- [Work task]: Your whole answer should be the number of lines in the material below that include the word "mounted".

- [Supplied records]:

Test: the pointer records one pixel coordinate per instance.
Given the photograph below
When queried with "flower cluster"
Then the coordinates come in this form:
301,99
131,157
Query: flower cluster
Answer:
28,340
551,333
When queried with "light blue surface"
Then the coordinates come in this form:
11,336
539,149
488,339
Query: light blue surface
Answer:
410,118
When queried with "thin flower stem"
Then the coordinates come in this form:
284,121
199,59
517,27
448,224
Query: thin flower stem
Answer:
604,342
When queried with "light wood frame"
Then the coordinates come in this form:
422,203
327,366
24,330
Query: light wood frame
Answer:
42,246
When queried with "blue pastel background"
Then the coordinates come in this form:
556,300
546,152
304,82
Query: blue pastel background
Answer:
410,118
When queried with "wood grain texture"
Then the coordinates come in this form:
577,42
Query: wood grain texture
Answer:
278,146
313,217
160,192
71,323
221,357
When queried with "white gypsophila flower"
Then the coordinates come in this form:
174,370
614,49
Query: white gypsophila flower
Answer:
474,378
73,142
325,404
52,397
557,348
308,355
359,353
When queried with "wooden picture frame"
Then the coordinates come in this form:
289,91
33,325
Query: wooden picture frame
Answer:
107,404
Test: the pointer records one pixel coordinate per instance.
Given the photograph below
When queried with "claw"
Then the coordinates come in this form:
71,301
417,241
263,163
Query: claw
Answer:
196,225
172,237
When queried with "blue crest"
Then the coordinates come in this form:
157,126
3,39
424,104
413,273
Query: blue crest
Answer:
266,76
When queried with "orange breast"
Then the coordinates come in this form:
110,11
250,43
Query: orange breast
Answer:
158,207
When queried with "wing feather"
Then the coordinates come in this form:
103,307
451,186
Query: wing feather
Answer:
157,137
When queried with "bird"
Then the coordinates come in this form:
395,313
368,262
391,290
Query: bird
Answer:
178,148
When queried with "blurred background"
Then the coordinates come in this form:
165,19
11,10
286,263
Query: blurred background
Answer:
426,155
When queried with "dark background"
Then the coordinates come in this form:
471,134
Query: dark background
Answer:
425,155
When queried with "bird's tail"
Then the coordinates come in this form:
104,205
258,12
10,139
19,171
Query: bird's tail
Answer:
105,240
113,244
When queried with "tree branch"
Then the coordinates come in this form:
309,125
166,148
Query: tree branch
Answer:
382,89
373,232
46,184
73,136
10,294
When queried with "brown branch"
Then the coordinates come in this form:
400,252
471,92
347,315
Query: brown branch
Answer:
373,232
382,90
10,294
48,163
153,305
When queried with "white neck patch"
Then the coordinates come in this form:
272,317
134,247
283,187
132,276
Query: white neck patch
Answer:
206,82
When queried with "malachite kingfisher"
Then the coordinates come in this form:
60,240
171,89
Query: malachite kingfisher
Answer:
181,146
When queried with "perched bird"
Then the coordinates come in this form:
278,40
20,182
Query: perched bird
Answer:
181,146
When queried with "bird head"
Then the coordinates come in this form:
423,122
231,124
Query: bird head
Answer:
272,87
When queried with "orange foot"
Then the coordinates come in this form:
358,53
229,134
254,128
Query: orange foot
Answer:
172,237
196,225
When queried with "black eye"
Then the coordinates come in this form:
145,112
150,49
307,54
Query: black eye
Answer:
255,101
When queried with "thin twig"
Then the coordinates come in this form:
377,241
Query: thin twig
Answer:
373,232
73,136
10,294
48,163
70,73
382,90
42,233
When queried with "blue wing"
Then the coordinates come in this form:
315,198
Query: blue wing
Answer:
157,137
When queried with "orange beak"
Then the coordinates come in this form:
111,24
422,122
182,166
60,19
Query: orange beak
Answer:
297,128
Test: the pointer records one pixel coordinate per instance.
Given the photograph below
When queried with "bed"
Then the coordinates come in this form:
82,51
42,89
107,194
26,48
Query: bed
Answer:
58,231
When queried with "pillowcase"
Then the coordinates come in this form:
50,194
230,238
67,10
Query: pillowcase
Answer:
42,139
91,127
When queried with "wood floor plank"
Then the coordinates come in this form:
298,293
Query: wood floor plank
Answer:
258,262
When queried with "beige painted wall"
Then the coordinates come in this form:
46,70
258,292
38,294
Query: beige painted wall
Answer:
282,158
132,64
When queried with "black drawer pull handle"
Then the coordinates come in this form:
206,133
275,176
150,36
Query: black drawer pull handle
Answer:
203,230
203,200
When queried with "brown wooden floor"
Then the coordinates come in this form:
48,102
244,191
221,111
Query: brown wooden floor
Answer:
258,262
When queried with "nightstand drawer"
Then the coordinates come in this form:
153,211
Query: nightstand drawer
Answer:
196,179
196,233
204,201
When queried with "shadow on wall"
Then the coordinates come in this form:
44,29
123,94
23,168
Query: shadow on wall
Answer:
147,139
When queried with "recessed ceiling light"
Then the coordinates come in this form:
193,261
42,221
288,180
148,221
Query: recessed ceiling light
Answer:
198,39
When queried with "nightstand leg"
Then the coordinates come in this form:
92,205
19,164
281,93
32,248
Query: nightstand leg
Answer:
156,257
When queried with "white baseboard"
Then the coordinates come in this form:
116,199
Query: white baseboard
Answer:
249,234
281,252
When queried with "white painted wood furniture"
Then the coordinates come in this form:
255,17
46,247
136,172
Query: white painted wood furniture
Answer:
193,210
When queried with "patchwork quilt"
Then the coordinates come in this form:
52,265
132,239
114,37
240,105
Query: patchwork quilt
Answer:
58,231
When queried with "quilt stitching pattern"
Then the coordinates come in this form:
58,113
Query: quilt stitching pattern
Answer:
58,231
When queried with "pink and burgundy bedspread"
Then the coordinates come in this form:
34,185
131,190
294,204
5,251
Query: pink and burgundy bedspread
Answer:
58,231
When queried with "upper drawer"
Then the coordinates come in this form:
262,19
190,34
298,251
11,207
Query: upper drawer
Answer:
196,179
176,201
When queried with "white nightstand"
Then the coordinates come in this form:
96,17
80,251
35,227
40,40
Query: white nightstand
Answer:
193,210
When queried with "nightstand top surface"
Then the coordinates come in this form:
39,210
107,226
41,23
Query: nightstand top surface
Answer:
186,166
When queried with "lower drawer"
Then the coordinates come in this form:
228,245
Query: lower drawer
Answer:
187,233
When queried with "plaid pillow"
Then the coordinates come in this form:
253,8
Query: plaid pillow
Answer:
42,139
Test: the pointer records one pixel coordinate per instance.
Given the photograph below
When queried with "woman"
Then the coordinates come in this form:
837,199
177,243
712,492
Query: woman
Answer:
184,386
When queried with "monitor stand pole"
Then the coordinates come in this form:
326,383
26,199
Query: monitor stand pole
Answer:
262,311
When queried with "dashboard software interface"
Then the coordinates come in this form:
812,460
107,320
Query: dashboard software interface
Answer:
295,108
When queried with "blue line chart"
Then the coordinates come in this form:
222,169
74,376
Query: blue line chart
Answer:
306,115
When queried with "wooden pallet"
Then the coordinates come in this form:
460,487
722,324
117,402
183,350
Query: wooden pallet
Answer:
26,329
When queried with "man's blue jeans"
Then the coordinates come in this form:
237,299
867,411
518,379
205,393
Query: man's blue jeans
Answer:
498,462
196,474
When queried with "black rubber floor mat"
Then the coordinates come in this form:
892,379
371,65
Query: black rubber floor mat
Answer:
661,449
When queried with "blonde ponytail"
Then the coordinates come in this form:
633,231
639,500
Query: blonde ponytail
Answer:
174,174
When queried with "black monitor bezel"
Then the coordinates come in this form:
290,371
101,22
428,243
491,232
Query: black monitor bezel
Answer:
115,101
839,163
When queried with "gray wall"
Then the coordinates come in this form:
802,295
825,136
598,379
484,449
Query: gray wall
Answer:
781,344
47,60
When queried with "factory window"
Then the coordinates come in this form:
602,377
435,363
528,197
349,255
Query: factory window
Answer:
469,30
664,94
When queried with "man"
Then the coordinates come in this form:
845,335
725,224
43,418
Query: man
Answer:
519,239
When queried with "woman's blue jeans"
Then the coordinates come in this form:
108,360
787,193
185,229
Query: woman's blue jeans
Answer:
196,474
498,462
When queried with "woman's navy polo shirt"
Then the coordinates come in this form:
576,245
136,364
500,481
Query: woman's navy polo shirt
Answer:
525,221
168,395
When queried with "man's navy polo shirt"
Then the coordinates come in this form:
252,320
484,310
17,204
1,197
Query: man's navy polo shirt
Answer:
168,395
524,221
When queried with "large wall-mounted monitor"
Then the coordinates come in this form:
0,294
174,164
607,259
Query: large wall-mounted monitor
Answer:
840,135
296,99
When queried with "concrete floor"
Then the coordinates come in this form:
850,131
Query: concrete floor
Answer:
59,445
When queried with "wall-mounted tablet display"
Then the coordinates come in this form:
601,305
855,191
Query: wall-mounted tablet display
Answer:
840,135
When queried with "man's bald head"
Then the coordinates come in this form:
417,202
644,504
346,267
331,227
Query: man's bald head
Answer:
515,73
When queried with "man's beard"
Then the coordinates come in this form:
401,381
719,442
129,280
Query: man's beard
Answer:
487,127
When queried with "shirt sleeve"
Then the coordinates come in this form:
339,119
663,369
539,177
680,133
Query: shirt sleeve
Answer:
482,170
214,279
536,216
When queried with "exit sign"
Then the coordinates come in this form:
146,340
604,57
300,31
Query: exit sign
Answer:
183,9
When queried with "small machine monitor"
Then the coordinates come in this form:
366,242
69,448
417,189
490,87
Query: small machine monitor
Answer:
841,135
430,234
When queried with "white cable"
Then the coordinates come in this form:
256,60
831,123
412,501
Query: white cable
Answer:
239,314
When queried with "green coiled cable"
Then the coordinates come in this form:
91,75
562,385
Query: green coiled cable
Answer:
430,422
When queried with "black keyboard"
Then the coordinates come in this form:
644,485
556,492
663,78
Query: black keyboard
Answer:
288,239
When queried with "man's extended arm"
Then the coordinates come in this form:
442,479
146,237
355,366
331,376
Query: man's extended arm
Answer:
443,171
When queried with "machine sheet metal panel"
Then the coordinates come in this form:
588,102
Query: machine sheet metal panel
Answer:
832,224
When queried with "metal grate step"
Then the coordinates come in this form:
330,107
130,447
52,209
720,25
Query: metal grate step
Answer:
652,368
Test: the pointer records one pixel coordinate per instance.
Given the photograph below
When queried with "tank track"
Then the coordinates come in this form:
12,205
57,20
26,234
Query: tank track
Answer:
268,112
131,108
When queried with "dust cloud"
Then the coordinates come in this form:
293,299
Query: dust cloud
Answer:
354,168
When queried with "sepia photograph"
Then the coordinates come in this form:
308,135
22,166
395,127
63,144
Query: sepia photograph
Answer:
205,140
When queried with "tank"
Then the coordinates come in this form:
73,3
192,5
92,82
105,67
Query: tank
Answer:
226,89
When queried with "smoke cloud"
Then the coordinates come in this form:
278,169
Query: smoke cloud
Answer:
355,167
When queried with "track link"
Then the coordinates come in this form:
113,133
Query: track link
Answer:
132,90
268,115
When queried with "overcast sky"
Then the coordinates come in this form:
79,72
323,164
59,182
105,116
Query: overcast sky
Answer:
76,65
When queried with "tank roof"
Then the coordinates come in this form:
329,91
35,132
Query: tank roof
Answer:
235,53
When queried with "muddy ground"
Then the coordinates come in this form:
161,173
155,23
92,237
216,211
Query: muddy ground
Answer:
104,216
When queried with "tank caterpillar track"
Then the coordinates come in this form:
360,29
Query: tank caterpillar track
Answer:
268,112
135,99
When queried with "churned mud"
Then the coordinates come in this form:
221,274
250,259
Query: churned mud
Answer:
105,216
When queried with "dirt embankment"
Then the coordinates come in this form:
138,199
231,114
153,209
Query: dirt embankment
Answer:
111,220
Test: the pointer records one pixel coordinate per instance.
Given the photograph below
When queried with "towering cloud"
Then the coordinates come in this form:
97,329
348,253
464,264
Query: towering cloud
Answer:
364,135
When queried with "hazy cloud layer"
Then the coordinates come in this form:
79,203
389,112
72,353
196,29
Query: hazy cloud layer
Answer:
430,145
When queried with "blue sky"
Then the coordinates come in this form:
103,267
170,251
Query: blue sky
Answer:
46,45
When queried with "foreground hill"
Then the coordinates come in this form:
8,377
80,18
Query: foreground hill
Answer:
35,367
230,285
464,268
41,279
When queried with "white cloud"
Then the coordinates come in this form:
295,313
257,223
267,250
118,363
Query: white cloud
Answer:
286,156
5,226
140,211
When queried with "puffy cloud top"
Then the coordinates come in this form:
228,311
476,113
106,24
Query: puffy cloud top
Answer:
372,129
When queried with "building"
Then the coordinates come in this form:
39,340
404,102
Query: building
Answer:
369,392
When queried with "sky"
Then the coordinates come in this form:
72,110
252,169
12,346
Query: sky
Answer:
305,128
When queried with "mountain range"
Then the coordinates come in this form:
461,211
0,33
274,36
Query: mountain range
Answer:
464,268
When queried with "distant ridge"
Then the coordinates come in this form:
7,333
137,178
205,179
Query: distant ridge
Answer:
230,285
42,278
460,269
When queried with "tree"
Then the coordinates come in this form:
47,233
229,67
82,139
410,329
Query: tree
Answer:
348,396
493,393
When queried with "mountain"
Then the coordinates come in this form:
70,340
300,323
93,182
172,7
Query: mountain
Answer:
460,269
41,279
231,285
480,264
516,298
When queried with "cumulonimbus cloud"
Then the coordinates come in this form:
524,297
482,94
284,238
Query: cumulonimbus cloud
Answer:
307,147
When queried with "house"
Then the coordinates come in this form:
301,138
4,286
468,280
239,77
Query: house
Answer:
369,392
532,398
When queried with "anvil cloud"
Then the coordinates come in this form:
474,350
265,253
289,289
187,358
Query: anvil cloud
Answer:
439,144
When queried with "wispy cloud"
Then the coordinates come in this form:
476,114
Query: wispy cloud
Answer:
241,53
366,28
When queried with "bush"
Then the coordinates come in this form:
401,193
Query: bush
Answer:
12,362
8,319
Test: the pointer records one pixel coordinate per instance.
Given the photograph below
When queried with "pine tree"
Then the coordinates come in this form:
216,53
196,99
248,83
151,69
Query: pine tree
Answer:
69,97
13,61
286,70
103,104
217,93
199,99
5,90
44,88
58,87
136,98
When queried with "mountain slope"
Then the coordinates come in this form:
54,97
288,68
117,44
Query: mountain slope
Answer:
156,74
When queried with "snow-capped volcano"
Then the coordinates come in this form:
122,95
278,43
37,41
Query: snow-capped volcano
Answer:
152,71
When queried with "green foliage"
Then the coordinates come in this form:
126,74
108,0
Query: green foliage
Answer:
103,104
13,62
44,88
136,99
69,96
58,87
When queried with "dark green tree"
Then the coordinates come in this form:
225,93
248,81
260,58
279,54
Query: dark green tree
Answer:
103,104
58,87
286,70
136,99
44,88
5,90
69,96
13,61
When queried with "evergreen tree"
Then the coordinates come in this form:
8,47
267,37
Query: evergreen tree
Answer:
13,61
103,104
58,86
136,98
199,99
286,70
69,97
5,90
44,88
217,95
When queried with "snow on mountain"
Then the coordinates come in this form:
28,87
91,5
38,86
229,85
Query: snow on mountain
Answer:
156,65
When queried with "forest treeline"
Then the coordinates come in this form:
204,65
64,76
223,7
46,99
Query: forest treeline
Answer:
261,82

- [Output for this task]: 4